DOCUMENT PASSAGE:
## begin

Indigenous people and campaigners hoped the first UN climate summit held in the Amazon would define a concrete plan for saving the world’s forests. But COP30’s “Global Mutirão” decision makes only passing mention of the COP28 target adopted by all countries to halt and reverse forest loss by 2030 – a goal data shows is way off-track.

A decision on cutting carbon emissions – part of the broader package of COP30 outcomes – also made short shrift of the issue, referring only to the “challenges in addressing drivers of deforestation” while also being “mindful of pursuing sustainable development and food security”.

“Our expectations were far higher than what this COP in the heart of the Amazon ultimately delivered,” Fernanda Carvalho, head of policy for climate and energy at WWF, told Climate Home News.

Panama’s head of delegation at the talks, Juan Carlos Monterrey, said in a social media post that “a Forest COP with no commitment on forests is a very bad joke”.

    Off-course on ending deforestation

    In the run-up to the talks, Brazil’s COP30 presidency made much of the Amazon venue, and President Luiz Inácio Lula da Silva called for negotiators to deliver a roadmap to end deforestation by the end of the decade, alongside another roadmap to transition away from fossil fuels.

    The world is way off-track to meet the COP28 deforestation target, first set at COP26 in Glasgow in 2021. Forested areas the size of England were lost last year as agricultural expansion continued to fuel deforestation, according to a global assessment by experts and NGOs released just before the Belém summit.

## end

PROVIDED MATERIAL:
## begin

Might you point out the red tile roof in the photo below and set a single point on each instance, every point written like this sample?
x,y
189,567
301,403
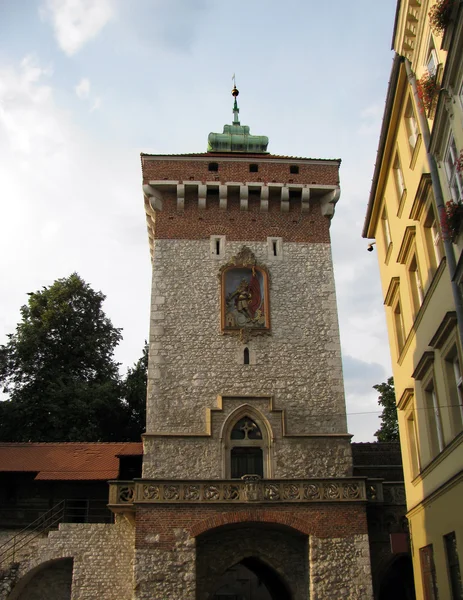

## end

PROBLEMS AND TASKS:
a) In the COP30 forests passage, how much forested area was lost last year, according to the assessment released before the Belém summit?
b) Echo the stretch of the COP30 forests passage from "Off-course on ending" through "the Belém summit.", word for word.
c) Condense the paragraph of the COP30 forests passage that begins "A decision on cutting carbon emissions" into one shorter sentence that keeps its main facts.

ANSWER SET:
a) An area the size of England.

b)
Off-course on ending deforestation

    In the run-up to the talks, Brazil’s COP30 presidency made much of the Amazon venue, and President Luiz Inácio Lula da Silva called for negotiators to deliver a roadmap to end deforestation by the end of the decade, alongside another roadmap to transition away from fossil fuels.

    The world is way off-track to meet the COP28 deforestation target, first set at COP26 in Glasgow in 2021. Forested areas the size of England were lost last year as agricultural expansion continued to fuel deforestation, according to a global assessment by experts and NGOs released just before the Belém summit.

c) A COP30 decision on cutting carbon emissions, part of the wider outcome package, barely addressed the issue, citing only "challenges in addressing drivers of deforestation" while staying "mindful of pursuing sustainable development and food security".